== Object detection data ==
====

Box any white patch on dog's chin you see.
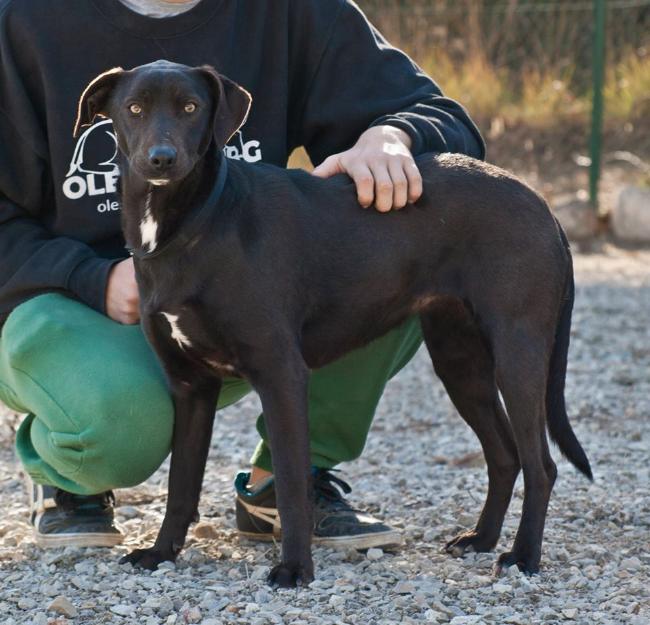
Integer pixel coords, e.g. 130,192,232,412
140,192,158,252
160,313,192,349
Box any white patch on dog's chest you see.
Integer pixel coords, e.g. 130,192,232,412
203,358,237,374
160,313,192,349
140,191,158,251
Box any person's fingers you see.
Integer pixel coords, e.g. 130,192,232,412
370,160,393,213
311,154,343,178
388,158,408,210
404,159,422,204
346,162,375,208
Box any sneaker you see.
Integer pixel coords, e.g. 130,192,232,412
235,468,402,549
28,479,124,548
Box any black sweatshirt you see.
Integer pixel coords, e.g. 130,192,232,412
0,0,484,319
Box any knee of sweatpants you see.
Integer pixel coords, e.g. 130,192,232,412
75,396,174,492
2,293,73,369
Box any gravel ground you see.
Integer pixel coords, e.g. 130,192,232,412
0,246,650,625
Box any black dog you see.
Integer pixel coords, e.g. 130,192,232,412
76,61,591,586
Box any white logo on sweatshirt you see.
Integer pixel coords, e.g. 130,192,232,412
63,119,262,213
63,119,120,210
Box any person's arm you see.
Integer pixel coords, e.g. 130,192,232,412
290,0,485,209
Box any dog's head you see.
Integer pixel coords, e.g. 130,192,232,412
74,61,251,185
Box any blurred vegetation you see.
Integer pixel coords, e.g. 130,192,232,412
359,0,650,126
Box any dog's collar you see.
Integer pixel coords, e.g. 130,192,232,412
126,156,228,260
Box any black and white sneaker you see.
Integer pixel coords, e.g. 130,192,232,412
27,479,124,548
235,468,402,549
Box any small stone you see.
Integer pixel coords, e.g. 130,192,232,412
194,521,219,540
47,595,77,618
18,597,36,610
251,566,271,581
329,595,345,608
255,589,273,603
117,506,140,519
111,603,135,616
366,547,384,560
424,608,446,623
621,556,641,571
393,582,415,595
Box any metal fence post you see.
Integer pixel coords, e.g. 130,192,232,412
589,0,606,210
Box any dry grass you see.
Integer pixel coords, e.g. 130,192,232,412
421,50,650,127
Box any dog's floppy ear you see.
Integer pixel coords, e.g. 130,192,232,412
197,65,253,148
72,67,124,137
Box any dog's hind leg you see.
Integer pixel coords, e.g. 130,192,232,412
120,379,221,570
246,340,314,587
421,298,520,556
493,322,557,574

====

== Written instruction ==
Please arrange all the lines above as a numbered list, skipping any blank lines. Leave the pictures out of your answer.

== Solution to this task ==
1. Box any white patch on dog's chin you see.
2. Integer pixel coords, e.g. 130,192,232,412
3. 140,192,158,252
4. 160,313,192,349
5. Box any white patch on dog's chest you see.
6. Integer pixel coords, e.g. 130,192,232,412
7. 203,358,237,374
8. 160,313,192,349
9. 140,191,158,251
10. Box any person's fingers you see.
11. Integer pixel coords, e.g. 130,192,232,412
12. 370,160,393,213
13. 311,154,343,178
14. 388,158,408,210
15. 404,159,422,204
16. 346,162,375,208
17. Box any sneaker you see.
18. Integer pixel coords, e.g. 130,192,232,412
19. 235,468,402,549
20. 28,479,124,548
21. Box any black sweatshirt you see.
22. Integer pixel coords, e.g. 130,192,232,412
23. 0,0,484,319
24. Box any knee of sweatpants you see.
25. Integer pixel coords, e.g. 130,192,232,412
26. 75,396,174,492
27. 2,293,73,369
28. Box any gravel ground you see.
29. Integer pixel coords, e.g. 130,192,232,412
30. 0,246,650,625
31. Box any black dog you see.
32. Integer pixel coords, e.g. 130,192,232,412
33. 76,61,591,586
34. Box any white logo on sweatshirt you see.
35. Integer pixel coords, e.g. 130,192,232,412
36. 63,119,262,213
37. 63,119,120,210
38. Box any person's arm you see.
39. Integer pixel coords, e.g. 130,192,232,412
40. 290,0,485,209
41. Box any dog's head you see.
42. Integer pixel coords, e.g. 130,192,232,412
43. 74,61,251,185
44. Box any blurred vegetation you see.
45. Integer pixel coords, e.g. 130,192,232,412
46. 359,0,650,126
47. Box any dog's collar you see.
48. Integer pixel coords, e.g. 130,192,232,412
49. 126,156,228,260
50. Box any black and white sneaker you see.
51. Integer pixel coords, e.g. 130,192,232,412
52. 27,479,124,548
53. 235,468,402,549
54. Box any small stone you see.
55. Integer pixel coords, e.g. 130,192,232,412
56. 194,521,219,540
57. 47,595,77,618
58. 18,597,36,610
59. 251,566,271,581
60. 329,595,345,608
61. 255,589,273,603
62. 117,506,140,519
63. 111,603,135,616
64. 366,547,384,560
65. 424,608,446,623
66. 621,556,641,571
67. 393,582,415,595
68. Box any metal fence post you see.
69. Integer pixel coords, e.g. 130,192,232,412
70. 589,0,606,210
71. Box any dry grass you see.
72. Integer pixel coords, e.g. 130,192,232,412
73. 421,50,650,127
74. Box any dog's floppy ear you see.
75. Integer pixel coords, e.g. 130,192,232,412
76. 197,65,253,148
77. 72,67,124,137
78. Box any dog's hind leg you see.
79. Integer pixel coords, e.g. 130,192,232,412
80. 120,379,221,570
81. 246,340,314,587
82. 421,298,520,556
83. 493,322,557,574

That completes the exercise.